Copy out everything in the material below from the line containing "Can you see the pile" down to the line containing "column 288, row 304", word for word and with both of those lines included. Give nothing else.

Data records ->
* start *

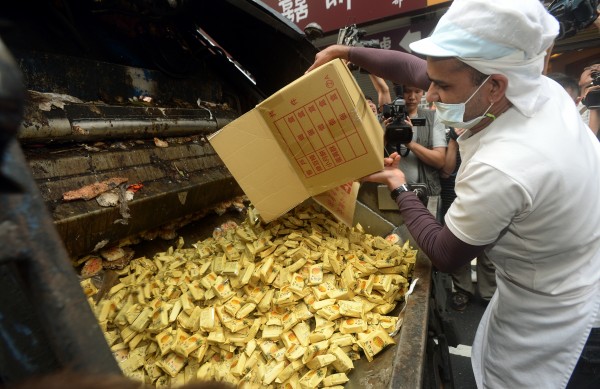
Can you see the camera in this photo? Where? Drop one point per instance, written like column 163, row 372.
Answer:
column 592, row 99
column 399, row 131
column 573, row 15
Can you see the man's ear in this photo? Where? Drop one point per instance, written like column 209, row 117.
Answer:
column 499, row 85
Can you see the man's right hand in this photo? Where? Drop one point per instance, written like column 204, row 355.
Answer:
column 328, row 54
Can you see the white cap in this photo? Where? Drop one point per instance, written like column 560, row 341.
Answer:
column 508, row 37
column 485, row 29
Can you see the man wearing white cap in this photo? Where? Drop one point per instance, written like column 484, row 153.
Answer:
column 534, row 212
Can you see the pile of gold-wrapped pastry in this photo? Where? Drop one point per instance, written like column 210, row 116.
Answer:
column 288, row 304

* end *
* start *

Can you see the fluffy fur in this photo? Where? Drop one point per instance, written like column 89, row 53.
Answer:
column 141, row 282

* end *

Task output ->
Can you see the pile of gold-wrapped pastry in this photo? Where? Drop one point per instance, written like column 210, row 116.
Answer:
column 288, row 304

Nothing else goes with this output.